BEGIN

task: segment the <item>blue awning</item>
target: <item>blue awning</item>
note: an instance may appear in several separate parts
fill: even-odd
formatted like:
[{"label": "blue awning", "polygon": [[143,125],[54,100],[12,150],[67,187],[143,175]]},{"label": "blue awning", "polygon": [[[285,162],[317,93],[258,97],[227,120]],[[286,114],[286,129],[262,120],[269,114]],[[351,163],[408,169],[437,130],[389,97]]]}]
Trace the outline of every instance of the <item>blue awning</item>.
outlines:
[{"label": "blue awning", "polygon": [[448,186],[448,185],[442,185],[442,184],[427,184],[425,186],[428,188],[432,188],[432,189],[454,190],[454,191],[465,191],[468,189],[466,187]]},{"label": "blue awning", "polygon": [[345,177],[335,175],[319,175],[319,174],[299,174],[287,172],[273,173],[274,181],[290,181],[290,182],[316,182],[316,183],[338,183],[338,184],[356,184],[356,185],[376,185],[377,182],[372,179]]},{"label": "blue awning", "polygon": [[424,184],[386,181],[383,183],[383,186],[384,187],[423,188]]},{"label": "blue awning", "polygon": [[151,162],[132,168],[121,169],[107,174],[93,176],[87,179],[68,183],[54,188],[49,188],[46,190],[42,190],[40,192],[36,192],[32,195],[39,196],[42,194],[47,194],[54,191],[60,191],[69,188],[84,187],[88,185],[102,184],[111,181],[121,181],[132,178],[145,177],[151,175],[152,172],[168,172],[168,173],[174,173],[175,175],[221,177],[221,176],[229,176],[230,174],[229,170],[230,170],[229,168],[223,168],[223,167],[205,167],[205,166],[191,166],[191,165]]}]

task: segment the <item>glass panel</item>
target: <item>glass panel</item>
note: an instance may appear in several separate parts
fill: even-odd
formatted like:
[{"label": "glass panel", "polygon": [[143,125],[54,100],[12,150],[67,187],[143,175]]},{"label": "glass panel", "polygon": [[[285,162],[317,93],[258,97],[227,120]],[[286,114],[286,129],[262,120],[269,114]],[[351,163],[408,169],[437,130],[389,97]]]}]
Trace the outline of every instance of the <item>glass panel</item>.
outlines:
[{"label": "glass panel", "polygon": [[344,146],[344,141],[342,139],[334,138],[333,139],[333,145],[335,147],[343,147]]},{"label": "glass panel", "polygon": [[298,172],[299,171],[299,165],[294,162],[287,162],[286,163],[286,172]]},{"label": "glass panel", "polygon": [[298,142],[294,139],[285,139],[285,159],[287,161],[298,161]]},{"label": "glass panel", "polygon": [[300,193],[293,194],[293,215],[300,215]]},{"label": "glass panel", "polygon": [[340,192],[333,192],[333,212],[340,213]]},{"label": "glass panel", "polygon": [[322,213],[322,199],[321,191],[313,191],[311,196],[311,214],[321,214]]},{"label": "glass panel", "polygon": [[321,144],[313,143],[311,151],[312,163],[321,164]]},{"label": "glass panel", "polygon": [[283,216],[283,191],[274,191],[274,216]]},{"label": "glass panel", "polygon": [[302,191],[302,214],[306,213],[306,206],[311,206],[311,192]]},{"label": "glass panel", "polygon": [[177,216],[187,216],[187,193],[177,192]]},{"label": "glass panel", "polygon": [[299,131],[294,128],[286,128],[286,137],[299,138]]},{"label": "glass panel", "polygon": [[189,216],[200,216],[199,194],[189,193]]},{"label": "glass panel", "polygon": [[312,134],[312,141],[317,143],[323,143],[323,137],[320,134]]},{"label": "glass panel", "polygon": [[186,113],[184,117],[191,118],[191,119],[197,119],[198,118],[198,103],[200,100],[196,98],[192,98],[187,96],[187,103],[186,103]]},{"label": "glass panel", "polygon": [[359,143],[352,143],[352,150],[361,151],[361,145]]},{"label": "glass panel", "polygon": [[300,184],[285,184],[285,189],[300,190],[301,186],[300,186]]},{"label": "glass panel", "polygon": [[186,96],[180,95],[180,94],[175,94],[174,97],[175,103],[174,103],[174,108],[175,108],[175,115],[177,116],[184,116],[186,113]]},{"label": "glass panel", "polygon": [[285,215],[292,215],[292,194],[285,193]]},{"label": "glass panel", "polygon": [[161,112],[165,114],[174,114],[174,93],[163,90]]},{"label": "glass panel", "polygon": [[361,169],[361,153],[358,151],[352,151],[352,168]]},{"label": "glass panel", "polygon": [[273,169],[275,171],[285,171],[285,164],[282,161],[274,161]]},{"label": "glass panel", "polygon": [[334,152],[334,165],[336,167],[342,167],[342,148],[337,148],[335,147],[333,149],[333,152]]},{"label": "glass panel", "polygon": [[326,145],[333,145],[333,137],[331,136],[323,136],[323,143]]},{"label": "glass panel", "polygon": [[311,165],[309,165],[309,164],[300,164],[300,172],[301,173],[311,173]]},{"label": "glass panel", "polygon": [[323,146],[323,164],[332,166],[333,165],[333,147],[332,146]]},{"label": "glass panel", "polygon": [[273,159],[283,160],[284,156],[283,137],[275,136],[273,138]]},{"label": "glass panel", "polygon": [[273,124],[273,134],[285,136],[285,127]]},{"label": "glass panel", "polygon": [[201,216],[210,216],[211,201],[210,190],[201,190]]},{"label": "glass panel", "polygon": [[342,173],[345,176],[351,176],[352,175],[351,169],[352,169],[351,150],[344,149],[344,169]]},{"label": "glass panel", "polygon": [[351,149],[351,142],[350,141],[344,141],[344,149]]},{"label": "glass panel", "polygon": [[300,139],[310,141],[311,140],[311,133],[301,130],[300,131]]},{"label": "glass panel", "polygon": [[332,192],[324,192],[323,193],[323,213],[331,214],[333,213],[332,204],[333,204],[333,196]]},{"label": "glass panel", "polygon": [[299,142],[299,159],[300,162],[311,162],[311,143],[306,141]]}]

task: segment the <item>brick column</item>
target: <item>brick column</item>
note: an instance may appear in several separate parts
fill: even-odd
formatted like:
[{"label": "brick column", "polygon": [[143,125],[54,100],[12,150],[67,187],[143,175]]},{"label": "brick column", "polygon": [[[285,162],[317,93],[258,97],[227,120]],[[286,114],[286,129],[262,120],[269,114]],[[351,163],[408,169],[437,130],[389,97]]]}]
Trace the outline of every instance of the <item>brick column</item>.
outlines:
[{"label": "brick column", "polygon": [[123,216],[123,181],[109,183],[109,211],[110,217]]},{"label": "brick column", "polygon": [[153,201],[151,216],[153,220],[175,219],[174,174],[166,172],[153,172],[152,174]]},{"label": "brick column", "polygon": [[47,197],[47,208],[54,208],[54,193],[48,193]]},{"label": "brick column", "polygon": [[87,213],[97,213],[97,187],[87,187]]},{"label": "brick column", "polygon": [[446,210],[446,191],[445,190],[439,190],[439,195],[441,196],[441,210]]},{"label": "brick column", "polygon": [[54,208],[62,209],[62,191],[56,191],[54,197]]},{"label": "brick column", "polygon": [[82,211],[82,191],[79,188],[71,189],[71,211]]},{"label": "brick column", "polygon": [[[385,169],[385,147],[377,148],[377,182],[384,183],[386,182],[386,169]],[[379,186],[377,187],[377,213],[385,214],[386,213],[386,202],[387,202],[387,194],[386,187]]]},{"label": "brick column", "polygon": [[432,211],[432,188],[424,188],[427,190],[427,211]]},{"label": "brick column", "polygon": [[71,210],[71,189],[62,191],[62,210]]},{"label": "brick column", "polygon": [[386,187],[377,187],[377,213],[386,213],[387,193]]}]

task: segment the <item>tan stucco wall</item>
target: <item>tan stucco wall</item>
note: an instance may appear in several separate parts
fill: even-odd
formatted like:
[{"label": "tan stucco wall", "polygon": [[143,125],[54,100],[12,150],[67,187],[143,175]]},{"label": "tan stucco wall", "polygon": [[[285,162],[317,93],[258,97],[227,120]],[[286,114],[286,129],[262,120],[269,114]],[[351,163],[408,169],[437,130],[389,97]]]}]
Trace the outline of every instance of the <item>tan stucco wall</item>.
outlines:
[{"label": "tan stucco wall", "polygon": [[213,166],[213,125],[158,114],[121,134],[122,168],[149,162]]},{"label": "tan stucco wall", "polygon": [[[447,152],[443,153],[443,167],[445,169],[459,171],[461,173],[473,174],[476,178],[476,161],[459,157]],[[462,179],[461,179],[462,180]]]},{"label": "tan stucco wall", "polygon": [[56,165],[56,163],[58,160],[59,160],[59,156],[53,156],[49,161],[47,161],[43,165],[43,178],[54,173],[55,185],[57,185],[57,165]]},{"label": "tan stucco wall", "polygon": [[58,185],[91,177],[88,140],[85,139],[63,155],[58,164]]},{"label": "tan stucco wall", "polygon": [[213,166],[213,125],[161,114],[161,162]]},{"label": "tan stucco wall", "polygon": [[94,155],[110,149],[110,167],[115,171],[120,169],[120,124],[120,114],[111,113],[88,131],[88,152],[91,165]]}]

END

**Task to complete:** Please output the lines of the listing above that fall in the stretch from the one with "task: segment the <item>brick column</item>" through the one with "Trace the outline of every instance of the <item>brick", exactly and only those.

**Answer:**
task: segment the <item>brick column</item>
target: <item>brick column</item>
note: an instance may appear in several separate parts
fill: even-odd
formatted like:
[{"label": "brick column", "polygon": [[143,125],[54,100],[12,150],[67,187],[143,175]]},{"label": "brick column", "polygon": [[[285,162],[317,93],[258,97],[227,120]],[[286,114],[286,129],[262,120],[269,114]],[[351,163],[408,169],[437,130],[389,97]]]}]
Trace the outline of every instance of the <item>brick column</item>.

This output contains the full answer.